In the records below, find the line containing "Indicate the hockey player"; copy exactly that line and all lines after it to the end, and nothing else.

>> BEGIN Records provided

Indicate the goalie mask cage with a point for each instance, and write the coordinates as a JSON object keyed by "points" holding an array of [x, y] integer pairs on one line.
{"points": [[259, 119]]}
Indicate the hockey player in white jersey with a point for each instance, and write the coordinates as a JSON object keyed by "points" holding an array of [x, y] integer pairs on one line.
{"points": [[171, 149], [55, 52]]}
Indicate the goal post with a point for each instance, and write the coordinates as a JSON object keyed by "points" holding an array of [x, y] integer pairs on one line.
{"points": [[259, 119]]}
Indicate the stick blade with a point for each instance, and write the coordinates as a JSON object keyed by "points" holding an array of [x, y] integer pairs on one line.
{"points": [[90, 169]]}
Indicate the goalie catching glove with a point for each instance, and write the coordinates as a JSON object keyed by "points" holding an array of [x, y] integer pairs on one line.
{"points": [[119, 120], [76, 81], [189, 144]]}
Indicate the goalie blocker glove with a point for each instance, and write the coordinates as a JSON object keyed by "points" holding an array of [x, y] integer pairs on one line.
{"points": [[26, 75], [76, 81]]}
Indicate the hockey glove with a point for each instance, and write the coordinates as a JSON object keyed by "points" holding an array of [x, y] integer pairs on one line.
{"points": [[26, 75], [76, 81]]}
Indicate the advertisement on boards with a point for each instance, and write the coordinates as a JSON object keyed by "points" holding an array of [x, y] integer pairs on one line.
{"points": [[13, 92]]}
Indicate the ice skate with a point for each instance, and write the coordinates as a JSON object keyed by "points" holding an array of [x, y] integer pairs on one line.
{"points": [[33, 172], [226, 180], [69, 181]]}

>> END Records provided

Solution for this exercise —
Indicate the hockey player in white jersey with a point for each instance, and write the coordinates as a JSON object keyed by "points" holding an array of [x, y] integer pairs on one line.
{"points": [[171, 149], [55, 52]]}
Indicate the goal post with a point for each instance, and write the coordinates as a JSON object keyed by "points" holding an array of [x, y] integer pairs on one line.
{"points": [[259, 119]]}
Indicate the stick blade with a point for each instance, and write the coordinates as a JSON object keyed by "points" holding an array of [x, y] integer pairs on one line.
{"points": [[90, 169]]}
Indicate the goalie catching glove with a point for each instance, and write the coordinates as a JSON object keyed by "points" holding an array of [x, y] integer pairs on one line.
{"points": [[119, 120], [76, 81], [189, 144]]}
Indicate the goalie blocker glove with a point for each instance, and write the coordinates as a JSON object keyed by "points" holding an array of [x, y] integer pairs on one line.
{"points": [[26, 75], [76, 81]]}
Indicate the hockey glove with a point for each instance, and write the coordinates as a JSON object keyed by "points" holding an array of [x, y] integer pairs on one line.
{"points": [[26, 75], [76, 81]]}
Indicate the advertisement on boards with a point for each instance, and write the coordinates as a JSON object keyed by "points" holding an array of [x, y] integer pairs on one line.
{"points": [[13, 92]]}
Indicate the ice skate with a point for each instance, and write the coordinates as a JSON object keyed by "points" holding an array of [x, y] integer pairs on one line.
{"points": [[33, 172], [226, 180], [69, 181]]}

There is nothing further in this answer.